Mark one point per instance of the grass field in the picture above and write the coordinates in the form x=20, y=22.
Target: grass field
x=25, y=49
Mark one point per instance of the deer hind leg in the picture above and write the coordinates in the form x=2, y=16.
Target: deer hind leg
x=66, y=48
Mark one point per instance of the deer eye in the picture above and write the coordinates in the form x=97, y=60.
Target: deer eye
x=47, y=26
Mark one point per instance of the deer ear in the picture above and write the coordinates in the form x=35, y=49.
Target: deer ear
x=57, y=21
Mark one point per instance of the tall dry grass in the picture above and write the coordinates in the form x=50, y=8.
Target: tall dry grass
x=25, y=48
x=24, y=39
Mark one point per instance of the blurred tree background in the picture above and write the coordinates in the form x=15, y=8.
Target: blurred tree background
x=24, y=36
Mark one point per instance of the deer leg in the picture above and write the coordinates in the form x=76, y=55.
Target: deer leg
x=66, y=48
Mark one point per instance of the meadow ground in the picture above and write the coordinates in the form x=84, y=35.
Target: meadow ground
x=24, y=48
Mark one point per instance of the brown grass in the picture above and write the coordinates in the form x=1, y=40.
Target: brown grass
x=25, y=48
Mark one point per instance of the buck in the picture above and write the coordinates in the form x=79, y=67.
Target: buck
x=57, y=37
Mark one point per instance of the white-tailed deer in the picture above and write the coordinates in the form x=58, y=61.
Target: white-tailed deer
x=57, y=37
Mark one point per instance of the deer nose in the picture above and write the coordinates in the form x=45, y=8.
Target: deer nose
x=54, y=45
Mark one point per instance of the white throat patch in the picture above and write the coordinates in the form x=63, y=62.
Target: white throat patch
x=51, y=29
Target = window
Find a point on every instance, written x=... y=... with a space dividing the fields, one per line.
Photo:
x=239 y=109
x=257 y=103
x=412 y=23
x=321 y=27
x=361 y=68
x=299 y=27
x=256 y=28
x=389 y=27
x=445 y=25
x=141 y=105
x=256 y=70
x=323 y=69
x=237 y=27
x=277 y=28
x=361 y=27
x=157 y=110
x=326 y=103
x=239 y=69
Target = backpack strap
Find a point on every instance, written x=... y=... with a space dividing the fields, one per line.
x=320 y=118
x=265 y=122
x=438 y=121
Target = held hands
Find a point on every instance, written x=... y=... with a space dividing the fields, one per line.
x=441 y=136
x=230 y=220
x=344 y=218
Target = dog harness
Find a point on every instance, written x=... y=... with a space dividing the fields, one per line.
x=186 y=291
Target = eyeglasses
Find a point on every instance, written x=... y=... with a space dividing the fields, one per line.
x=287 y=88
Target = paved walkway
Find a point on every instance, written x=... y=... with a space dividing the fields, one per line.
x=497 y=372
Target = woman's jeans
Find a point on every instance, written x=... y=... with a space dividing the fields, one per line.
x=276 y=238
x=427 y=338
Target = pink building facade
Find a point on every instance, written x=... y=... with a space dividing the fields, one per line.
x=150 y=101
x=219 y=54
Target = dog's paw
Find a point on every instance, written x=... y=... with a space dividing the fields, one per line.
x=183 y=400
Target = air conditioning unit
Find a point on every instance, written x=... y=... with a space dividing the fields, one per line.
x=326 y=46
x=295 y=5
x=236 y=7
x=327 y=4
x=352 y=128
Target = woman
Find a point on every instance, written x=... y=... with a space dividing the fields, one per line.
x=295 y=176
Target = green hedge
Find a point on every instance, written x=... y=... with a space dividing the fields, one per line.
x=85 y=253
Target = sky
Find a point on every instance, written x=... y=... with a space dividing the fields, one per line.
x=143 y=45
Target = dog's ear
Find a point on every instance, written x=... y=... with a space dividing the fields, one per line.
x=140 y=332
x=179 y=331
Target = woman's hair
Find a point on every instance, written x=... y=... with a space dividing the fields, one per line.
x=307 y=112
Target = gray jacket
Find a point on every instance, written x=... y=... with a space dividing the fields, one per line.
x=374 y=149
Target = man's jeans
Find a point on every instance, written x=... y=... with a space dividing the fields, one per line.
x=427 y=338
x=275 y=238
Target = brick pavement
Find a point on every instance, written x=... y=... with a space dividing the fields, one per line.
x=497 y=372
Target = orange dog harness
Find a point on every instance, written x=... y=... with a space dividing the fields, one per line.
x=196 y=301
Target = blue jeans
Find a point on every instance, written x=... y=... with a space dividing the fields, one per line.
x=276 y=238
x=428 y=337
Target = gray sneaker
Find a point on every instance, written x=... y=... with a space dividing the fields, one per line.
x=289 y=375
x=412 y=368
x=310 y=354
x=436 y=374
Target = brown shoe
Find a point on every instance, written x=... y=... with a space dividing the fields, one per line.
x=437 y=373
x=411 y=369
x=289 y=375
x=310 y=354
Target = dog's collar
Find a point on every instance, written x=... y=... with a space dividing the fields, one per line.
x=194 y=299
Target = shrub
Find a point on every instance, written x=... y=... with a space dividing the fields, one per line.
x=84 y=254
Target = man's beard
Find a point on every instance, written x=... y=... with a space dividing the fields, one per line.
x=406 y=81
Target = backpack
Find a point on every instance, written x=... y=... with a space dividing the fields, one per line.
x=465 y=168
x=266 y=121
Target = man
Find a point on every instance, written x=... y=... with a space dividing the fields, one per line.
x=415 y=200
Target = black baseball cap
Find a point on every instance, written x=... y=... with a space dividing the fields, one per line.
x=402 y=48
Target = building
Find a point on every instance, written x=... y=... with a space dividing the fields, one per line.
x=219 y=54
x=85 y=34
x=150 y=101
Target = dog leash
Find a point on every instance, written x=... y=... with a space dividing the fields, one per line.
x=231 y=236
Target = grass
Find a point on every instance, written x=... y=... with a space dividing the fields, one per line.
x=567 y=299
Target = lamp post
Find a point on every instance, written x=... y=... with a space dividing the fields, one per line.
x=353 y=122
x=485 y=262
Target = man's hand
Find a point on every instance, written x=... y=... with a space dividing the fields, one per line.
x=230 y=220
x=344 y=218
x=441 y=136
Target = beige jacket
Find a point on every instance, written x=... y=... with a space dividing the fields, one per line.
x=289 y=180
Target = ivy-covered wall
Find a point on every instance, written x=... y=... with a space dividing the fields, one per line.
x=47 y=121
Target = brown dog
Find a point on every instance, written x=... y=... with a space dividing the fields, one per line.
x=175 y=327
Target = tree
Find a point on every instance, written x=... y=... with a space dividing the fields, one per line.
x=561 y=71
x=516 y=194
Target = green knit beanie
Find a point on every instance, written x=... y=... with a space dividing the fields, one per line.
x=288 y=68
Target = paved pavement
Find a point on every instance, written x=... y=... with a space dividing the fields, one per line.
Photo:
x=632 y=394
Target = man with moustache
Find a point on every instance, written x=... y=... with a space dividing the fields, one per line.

□ □ □ □

= EXERCISE GOAL =
Reproduce all of the data above verbatim, keeping every line and its order unchanged.

= PROBLEM SOLUTION =
Mark one point per instance of the grass field in the picture above and write the coordinates in the form x=20, y=22.
Target: grass field
x=25, y=49
Mark one point per instance of the deer hind leg in the picture above and write the coordinates in the form x=2, y=16.
Target: deer hind leg
x=66, y=48
Mark one point per instance of the deer eye in the picture above and write the coordinates in the form x=97, y=60.
Target: deer eye
x=47, y=26
Mark one point per instance of the deer ear in the picture above and write the coordinates in the form x=35, y=49.
Target: deer ear
x=57, y=21
Mark one point per instance of the tall dry grass in the picture above and write the coordinates in the form x=50, y=8.
Target: tall dry grass
x=25, y=48
x=24, y=39
Mark one point per instance of the blurred tree background in the picture above and write the coordinates in the form x=15, y=8.
Target: blurred tree background
x=24, y=36
Mark one point per instance of the deer leg in the picture above and write the coordinates in the form x=76, y=55.
Target: deer leg
x=66, y=48
Mark one point per instance of the meadow ground in the picture above and write the coordinates in the form x=84, y=35.
Target: meadow ground
x=24, y=48
Mark one point per instance of the brown grass in the picture above and write the coordinates in the form x=1, y=40.
Target: brown grass
x=25, y=48
Mark one point per instance of the buck in the picture above and write the coordinates in the form x=79, y=67.
Target: buck
x=57, y=37
Mark one point per instance of the white-tailed deer in the picture above and write the coordinates in the form x=58, y=61.
Target: white-tailed deer
x=57, y=37
Mark one point per instance of the deer nose in the picture above and write the coordinates in the form x=45, y=8.
Target: deer nose
x=54, y=45
Mark one point per instance of the white throat patch in the picture above and write the coordinates in the form x=63, y=62.
Target: white throat patch
x=51, y=29
Target = window
Find a point on every instance, written x=... y=... with a space dividing the fields, one per line.
Photo:
x=239 y=109
x=257 y=103
x=412 y=23
x=321 y=27
x=361 y=68
x=299 y=27
x=256 y=28
x=389 y=27
x=445 y=25
x=141 y=105
x=256 y=70
x=323 y=69
x=237 y=27
x=277 y=28
x=361 y=27
x=157 y=110
x=326 y=103
x=239 y=69
Target = backpack strap
Find a point on every instance, written x=... y=... with a space dividing the fields, one per line.
x=320 y=118
x=265 y=122
x=438 y=121
Target = held hands
Find a point on every instance, written x=... y=... with a space dividing the fields, one per line.
x=441 y=136
x=230 y=220
x=344 y=218
Target = dog harness
Find a point on every instance, written x=... y=... with a space dividing the fields, one per line.
x=186 y=291
Target = eyeglasses
Find a point on every instance, written x=... y=... with a space dividing the fields, one per line.
x=287 y=88
Target = paved walkway
Find a point on every instance, written x=... y=... with a space dividing the fields, one per line.
x=497 y=372
Target = woman's jeans
Find a point on every instance, written x=... y=... with a space dividing the fields, one per line.
x=276 y=238
x=427 y=338
Target = pink building facade
Find a point on every instance, written x=... y=... with a space dividing the fields, one per line.
x=150 y=101
x=219 y=54
Target = dog's paw
Find a point on every instance, written x=... y=... with a space dividing the fields, one per line.
x=183 y=400
Target = air conditioning unit
Find a point on every instance, written x=... y=... with a space dividing the fields, one per line.
x=326 y=46
x=295 y=5
x=236 y=7
x=327 y=4
x=352 y=128
Target = woman
Find a point on every instance, written x=... y=... with a space dividing the fields, one per line.
x=295 y=176
Target = green hedge
Find a point on every instance, written x=... y=... with a space dividing the fields, one per line.
x=85 y=253
Target = sky
Find a point on every instance, written x=... y=... with a space dividing the fields, one per line.
x=143 y=45
Target = dog's ear
Find a point on every instance, written x=... y=... with a space dividing the fields, one per line.
x=140 y=332
x=179 y=331
Target = woman's hair
Find a point on every instance, written x=... y=... with a space dividing the fields, one per line.
x=307 y=112
Target = gray jacket
Find a point on every instance, written x=... y=... with a space dividing the fields, one per line.
x=374 y=149
Target = man's jeans
Find a point on every instance, written x=... y=... with a space dividing the fields, one per line.
x=427 y=338
x=275 y=238
Target = brick pavement
Find a point on every instance, written x=... y=... with a space dividing the fields, one per line.
x=497 y=372
Target = orange dog harness
Find a point on every instance, written x=... y=... with a space dividing the fields, one per line.
x=196 y=301
Target = blue jeans
Find a point on every instance, written x=... y=... with a space dividing the fields, one per line.
x=276 y=238
x=428 y=337
Target = gray sneaker
Find a point on every instance, written x=... y=... with a space dividing the fields, one per line.
x=289 y=375
x=412 y=368
x=310 y=354
x=436 y=374
Target = brown shoe
Find a point on every instance, written x=... y=... with a space dividing the fields, one per line.
x=437 y=373
x=411 y=369
x=289 y=375
x=310 y=354
Target = dog's collar
Find a point on every instance, written x=... y=... with a space dividing the fields, one per line.
x=194 y=299
Target = shrub
Find a point on every instance, written x=... y=... with a space dividing the fields, one per line.
x=84 y=254
Target = man's beard
Find a point on every instance, written x=... y=... with a space dividing the fields, one per line.
x=406 y=81
Target = backpack
Find a point on every instance, written x=... y=... with a space dividing the fields, one per line.
x=465 y=168
x=266 y=121
Target = man
Find a point on every instance, written x=... y=... with a space dividing the fields, one per line.
x=415 y=200
Target = black baseball cap
Find a point on every instance, written x=... y=... with a space dividing the fields, one per line.
x=402 y=48
Target = building
Find a point on every instance, written x=... y=... with a space dividing the fields, one per line.
x=219 y=54
x=85 y=34
x=150 y=101
Target = dog leash
Find a point on every instance, written x=... y=... with a space dividing the fields, one per line.
x=231 y=236
Target = grass
Find a point on every instance, written x=... y=... with a space dividing the fields, one per line.
x=567 y=299
Target = lamp post
Find a point on every instance, written x=... y=... with a space dividing the fields, one per line.
x=353 y=122
x=485 y=262
Target = man's hand
Find a point on every instance, written x=... y=... with a space dividing the fields, one per line.
x=230 y=220
x=344 y=218
x=441 y=136
Target = beige jacket
Find a point on every instance, written x=... y=... with a space dividing the fields, one per line.
x=289 y=180
Target = ivy-covered wall
Find a point on every instance, written x=... y=... with a space dividing the fields, one per line.
x=47 y=121
Target = brown dog
Find a point on every instance, written x=... y=... with a space dividing the fields, one per line.
x=175 y=327
Target = tree
Find a point on every instance, written x=... y=... with a space dividing the fields, one per line.
x=561 y=71
x=516 y=194
Target = green knit beanie
Find a point on every instance, written x=... y=... with a space dividing the fields, one per line.
x=288 y=68
Target = paved pavement
Find a point on every instance, written x=... y=... with a space dividing the fields, one per line.
Photo:
x=632 y=394
Target = man with moustache
Find a point on every instance, written x=... y=... with a space dividing the fields, one per line.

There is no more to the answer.